-- WHAT THE TASK REQUIRES --
Could you pull out each item below and copy its wording unchanged, leaving the pictures out of your answer?

** BEGIN **

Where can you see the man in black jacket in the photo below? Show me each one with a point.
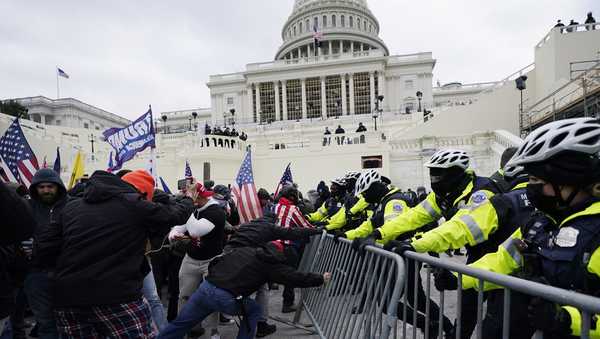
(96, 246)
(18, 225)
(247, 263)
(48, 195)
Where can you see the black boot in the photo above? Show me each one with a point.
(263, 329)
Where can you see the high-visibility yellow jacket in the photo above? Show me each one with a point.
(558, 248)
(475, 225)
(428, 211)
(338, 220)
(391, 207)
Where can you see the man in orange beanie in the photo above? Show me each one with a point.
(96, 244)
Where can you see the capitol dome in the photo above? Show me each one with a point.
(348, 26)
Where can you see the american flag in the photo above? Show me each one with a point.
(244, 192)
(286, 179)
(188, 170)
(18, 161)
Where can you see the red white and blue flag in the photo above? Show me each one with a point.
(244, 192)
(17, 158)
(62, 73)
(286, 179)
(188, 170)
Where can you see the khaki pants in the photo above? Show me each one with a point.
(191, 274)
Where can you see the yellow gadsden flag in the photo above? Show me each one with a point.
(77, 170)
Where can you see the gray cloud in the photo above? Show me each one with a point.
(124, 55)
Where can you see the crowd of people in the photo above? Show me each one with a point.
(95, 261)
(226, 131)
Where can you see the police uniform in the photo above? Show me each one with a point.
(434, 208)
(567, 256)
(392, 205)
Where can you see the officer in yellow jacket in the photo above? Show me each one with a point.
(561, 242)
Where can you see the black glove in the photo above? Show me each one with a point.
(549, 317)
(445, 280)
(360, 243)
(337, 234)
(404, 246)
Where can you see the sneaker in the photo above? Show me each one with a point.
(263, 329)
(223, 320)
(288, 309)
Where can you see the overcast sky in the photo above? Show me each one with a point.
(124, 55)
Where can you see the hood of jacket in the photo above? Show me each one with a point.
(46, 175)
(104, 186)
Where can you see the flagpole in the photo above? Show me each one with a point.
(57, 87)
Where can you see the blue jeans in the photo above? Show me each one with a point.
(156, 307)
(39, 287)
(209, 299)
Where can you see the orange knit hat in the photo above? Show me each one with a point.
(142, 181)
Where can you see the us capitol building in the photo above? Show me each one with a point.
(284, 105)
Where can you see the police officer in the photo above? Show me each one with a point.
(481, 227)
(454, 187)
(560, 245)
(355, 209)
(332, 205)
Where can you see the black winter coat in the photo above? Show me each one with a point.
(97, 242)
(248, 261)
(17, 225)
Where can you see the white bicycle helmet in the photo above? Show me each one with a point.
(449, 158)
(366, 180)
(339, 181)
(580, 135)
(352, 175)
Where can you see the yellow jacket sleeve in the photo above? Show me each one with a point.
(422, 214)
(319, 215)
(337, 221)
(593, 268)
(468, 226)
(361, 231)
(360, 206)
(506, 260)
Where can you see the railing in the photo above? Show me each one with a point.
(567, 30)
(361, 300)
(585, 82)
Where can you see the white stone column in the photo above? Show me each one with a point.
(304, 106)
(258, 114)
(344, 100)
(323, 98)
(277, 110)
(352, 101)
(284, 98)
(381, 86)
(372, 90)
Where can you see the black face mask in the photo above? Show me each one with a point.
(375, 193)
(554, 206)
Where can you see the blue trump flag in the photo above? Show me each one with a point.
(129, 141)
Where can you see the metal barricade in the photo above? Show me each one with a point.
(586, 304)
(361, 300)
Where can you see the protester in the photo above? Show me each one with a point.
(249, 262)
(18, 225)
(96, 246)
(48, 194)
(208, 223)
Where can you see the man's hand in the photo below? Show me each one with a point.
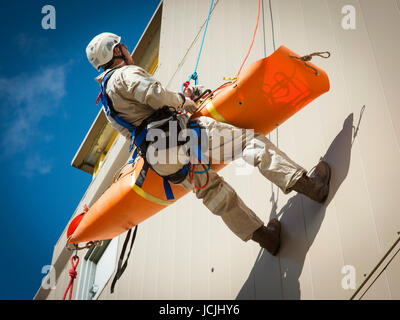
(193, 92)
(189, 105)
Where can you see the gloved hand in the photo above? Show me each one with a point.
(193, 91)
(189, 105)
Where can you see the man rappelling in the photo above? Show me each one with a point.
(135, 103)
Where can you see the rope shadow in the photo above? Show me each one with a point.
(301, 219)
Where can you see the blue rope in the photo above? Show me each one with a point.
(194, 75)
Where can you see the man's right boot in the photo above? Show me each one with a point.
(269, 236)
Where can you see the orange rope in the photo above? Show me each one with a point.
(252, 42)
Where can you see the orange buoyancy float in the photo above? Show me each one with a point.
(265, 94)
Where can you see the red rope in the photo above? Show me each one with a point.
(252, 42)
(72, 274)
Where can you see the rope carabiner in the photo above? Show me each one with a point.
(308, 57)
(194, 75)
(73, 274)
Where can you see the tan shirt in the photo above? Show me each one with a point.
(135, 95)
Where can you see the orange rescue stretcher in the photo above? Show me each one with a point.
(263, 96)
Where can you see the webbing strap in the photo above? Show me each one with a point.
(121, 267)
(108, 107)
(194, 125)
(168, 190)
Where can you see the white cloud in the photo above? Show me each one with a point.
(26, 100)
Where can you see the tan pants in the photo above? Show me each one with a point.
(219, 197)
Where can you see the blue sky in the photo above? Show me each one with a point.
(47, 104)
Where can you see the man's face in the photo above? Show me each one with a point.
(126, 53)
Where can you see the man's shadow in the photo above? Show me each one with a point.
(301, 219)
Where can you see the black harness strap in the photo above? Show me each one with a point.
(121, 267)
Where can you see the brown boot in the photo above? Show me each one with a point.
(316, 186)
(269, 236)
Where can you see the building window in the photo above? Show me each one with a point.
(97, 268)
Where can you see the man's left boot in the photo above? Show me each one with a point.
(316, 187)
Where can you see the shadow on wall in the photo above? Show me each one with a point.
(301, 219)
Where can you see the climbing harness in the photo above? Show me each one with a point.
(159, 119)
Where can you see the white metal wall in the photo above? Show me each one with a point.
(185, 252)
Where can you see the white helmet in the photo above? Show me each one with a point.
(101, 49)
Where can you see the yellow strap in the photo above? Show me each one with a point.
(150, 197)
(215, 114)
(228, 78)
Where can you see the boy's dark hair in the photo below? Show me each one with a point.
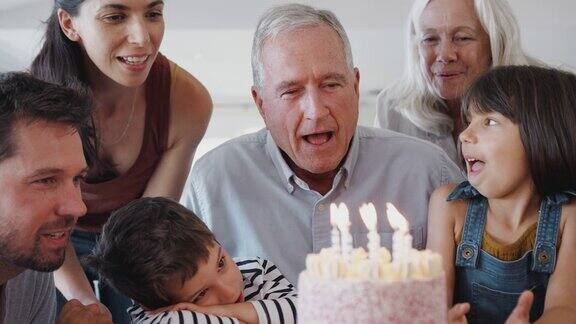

** END **

-- WRITTEN ANSWER --
Where can you see the man in black jacket in the photo below? Show me each one with a point.
(96, 246)
(18, 225)
(247, 263)
(48, 195)
Where can you see the black boot in the photo above? Show me each one with a point.
(263, 329)
Where can you see the high-visibility yellow jacket in the photo above? Show me each one with a point.
(558, 248)
(475, 225)
(428, 211)
(338, 220)
(391, 207)
Where can you see the man in orange beanie in the photo above? Show me each one with a point.
(96, 244)
Where can you see the capitol dome in the photo above? Show me each one with a point.
(348, 26)
Where can you see the american flag in the photo above? Show me each one with a point.
(244, 192)
(286, 179)
(188, 170)
(18, 161)
Where can you see the red white and blue flag in the photo above? Show me each one with a point.
(244, 192)
(17, 158)
(62, 73)
(286, 179)
(188, 170)
Where can you see the khaki pants in the photo above? Show me each one with a point.
(191, 274)
Where can you see the yellow gadsden flag in the photo above? Show me each one with a point.
(77, 170)
Where can you see the gray cloud in the photo above? Show me each one with a point.
(124, 55)
Where can you see the crowd of people in the photo above? Show me each one with a point.
(95, 261)
(226, 131)
Where can you see the police uniform in the photo above? Show me each one with a point.
(434, 208)
(567, 256)
(392, 205)
Where can you see the officer in yellow jacket in the photo above? Show me each one with a point.
(561, 242)
Where can you see the black glove in the photo above? Show me each one with a point.
(549, 317)
(445, 280)
(360, 243)
(337, 234)
(404, 246)
Where can you see the sneaker in the photo above? Show me each one with a point.
(263, 329)
(223, 320)
(288, 309)
Where can you see the overcast sky in the photo above? Show me each one with a point.
(124, 55)
Where can you see the hood of jacket in the photo above? Show me each one with a point.
(46, 175)
(104, 186)
Where can you see the flagpole in the photo above? Show me each one with a point.
(57, 87)
Where can you see the blue jeans in the photo above? Show me each one with a point.
(156, 307)
(39, 287)
(209, 299)
Where can you see the orange knit hat in the photo above? Show me each one with a point.
(142, 181)
Where can you see the us capitol building in the photo above? Show me each one with a point.
(284, 105)
Where can you see the police officer in the photo above? Show me each one with a point.
(481, 227)
(454, 187)
(560, 245)
(355, 209)
(332, 205)
Where can you see the black winter coat in the photo above? Show me each one with a point.
(97, 242)
(248, 261)
(17, 225)
Where can you see the white bicycle helmet in the photo above? Show me each one with a point.
(449, 158)
(366, 180)
(339, 181)
(580, 135)
(352, 175)
Where can you see the yellow jacket sleeve in the photo above? Show me each one with a point.
(422, 214)
(319, 215)
(337, 221)
(593, 268)
(468, 226)
(361, 231)
(360, 206)
(506, 260)
Where can you see the railing in the photo above? Show me each one with a point.
(567, 30)
(361, 300)
(585, 82)
Where can you see the white stone column in the photo above? Show me each one with a point.
(304, 106)
(258, 114)
(344, 100)
(323, 98)
(277, 110)
(352, 101)
(284, 98)
(381, 86)
(372, 90)
Where can you see the black face mask in the photo above? Show me each one with a point.
(375, 193)
(554, 206)
Where can you see the blue trump flag in the photo above? Show me each one with a point.
(129, 141)
Where can you see the metal barricade in the photo above? Show me each one with a point.
(586, 304)
(361, 300)
Where can you see the protester in the photo above? Show me each one with a point.
(249, 262)
(18, 225)
(96, 246)
(48, 194)
(208, 223)
Where can you see the man's hand in the photo below? Show me each one with a point.
(193, 92)
(189, 105)
Where can you see the gloved hand in the photo above? Show me each one with a point.
(193, 91)
(189, 105)
Where can you see the man rappelling in the photo above? Show me each one with a point.
(135, 103)
Where can you see the rope shadow in the photo above? Show me each one with a point.
(301, 219)
Where can you see the blue rope in the photo above? Show me each one with a point.
(194, 75)
Where can you see the man's right boot in the photo above? Show me each one with a point.
(269, 236)
Where can you see the orange rope in the photo above? Show me each one with a point.
(252, 42)
Where can you see the orange buoyancy float in the photo above? Show me each one with a point.
(265, 94)
Where can you see the red rope in the photo above? Show me each one with a point.
(252, 42)
(72, 274)
Where can you see the rope carabiner in the photo above? Show me each one with a point.
(308, 57)
(194, 75)
(73, 274)
Where can you see the tan shirt in the photo above? Show me each one with a point.
(135, 95)
Where can you see the orange rescue stretcher in the photo above? Show me each one with a point.
(263, 96)
Where can you see the webbing strap in the photo above? Show me each one with a point.
(121, 267)
(108, 107)
(194, 125)
(168, 190)
Where can you see the white cloud in the photo above? Show me each one with a point.
(26, 100)
Where can you see the tan pants in the photo above? Show me each one with a point.
(219, 197)
Where can you see the blue sky in the photo above? Show me each one with a point.
(47, 104)
Where can you see the man's face in the photo above? Show me each one with a point.
(126, 53)
Where can you see the man's shadow in the photo above? Show me each one with a point.
(301, 219)
Where can you see the black harness strap in the photo above? Show me each one with a point.
(121, 267)
Where can you see the brown boot in the photo above? Show me each one with a point.
(316, 186)
(269, 236)
Where can you see the building window in the photo above? Show me each one with a point.
(97, 268)
Where can you see the man's left boot in the photo above? Show me each one with a point.
(316, 187)
Where can you see the shadow on wall in the photo above? Show me each one with a point.
(301, 219)
Where can you see the climbing harness in the photo above? Show me each one with a point.
(159, 119)
Where can you see the white metal wall in the photo above? Show me each one with a point.
(185, 252)
Where can you see the white helmet in the photo above? Show me each one with a point.
(101, 49)
Where can you see the yellow strap in the photo above? Show me each one with a point.
(150, 197)
(215, 114)
(228, 78)
Where can you see the boy's dark hair in the photo below? Show me each one with a point.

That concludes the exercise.